__SET EXERCISE__. In the entries below, copy word for word everything from the line containing "Please provide the mask of every instance of the man" down to the end of the entries, both ends included.

Region labeling entries:
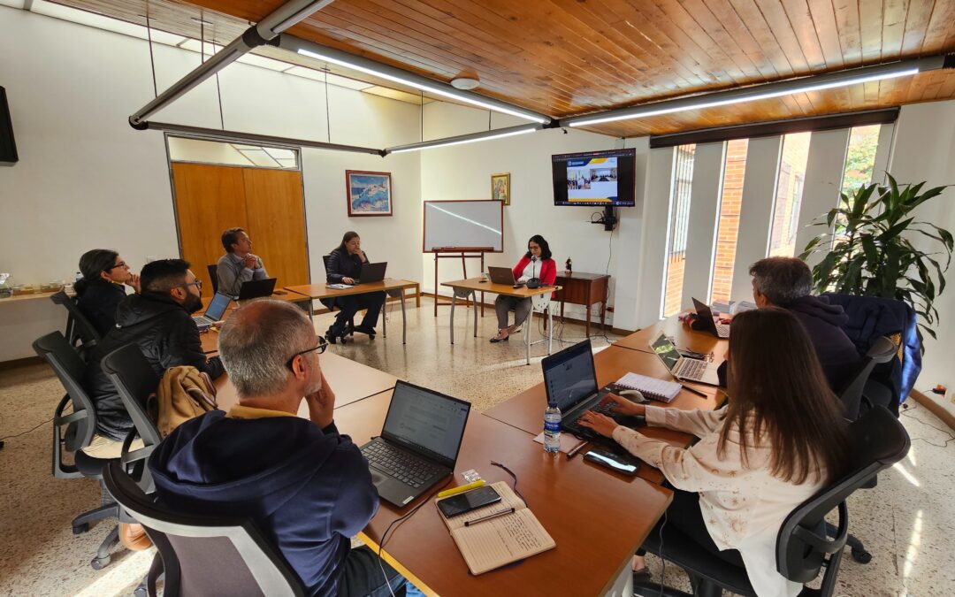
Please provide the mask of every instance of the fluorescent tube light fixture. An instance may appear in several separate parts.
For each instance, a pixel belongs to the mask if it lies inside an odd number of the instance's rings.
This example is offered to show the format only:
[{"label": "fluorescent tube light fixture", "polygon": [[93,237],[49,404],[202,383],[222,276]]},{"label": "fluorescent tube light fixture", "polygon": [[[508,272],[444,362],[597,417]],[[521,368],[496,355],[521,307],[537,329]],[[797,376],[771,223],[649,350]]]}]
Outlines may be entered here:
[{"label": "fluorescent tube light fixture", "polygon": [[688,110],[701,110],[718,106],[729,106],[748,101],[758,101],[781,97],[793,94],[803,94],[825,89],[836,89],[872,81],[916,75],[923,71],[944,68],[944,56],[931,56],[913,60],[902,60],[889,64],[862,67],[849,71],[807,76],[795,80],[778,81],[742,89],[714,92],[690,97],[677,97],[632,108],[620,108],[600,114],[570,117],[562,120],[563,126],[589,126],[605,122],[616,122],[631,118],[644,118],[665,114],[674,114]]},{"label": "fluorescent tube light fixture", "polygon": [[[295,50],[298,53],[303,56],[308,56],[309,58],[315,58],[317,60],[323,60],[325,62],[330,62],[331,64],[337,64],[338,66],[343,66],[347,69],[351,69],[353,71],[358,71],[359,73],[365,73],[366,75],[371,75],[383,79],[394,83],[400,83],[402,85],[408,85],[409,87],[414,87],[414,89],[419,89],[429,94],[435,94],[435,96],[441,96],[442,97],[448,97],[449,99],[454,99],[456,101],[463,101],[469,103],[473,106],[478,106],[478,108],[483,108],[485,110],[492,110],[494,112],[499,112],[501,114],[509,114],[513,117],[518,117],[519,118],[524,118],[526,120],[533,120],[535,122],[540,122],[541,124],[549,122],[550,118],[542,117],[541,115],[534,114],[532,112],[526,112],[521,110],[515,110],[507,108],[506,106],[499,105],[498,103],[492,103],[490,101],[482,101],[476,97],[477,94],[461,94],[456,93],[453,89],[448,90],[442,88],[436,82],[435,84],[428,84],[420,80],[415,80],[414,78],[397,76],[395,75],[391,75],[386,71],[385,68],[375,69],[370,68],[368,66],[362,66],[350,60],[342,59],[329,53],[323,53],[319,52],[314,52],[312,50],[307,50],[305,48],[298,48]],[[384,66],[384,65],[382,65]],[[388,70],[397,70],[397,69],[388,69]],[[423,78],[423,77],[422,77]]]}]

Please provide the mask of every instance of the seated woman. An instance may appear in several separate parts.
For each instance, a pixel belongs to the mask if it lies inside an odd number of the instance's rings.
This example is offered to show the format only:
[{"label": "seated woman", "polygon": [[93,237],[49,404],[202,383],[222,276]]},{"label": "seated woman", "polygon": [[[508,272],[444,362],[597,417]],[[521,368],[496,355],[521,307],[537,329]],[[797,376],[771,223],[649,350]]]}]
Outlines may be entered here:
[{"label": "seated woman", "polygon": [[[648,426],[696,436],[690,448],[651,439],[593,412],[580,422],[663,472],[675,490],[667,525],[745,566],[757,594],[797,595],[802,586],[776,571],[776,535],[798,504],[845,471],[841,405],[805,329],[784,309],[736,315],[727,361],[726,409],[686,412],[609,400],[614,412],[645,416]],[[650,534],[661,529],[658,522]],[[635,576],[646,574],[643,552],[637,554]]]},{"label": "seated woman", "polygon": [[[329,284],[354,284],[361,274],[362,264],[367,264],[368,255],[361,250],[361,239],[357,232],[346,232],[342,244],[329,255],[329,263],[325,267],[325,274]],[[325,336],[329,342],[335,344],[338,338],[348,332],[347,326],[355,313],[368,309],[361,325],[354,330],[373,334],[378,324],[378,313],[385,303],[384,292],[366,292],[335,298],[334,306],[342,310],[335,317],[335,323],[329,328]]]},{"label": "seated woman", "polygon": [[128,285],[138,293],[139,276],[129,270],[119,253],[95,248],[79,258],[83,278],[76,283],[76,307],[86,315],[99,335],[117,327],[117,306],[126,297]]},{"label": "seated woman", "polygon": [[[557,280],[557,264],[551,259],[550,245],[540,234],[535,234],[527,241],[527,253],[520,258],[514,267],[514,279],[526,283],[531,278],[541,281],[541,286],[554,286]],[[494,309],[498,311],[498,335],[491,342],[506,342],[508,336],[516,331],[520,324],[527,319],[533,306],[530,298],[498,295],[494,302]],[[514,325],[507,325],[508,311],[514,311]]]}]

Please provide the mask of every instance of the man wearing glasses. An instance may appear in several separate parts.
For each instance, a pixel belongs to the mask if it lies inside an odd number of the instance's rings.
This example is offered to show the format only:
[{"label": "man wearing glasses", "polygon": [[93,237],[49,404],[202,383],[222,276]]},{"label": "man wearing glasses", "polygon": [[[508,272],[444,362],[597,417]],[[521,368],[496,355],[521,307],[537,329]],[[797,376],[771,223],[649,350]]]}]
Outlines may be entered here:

__ANSWER FOR THIS EXERCISE__.
Please provide the mask of every instance of the man wearing glasses. An instance may appear in several separate parts.
For each instance, a pixel belongs to the mask if it lies inside an odd number of the instance's rings.
This example is offered to show the format only:
[{"label": "man wearing glasses", "polygon": [[93,237],[49,404],[202,383],[222,276]]},{"label": "man wearing glasses", "polygon": [[[508,272],[444,362],[597,417]],[[521,368],[496,355],[521,307],[537,329]],[[797,376],[771,223],[649,350]]]}]
Outlines may be entered here:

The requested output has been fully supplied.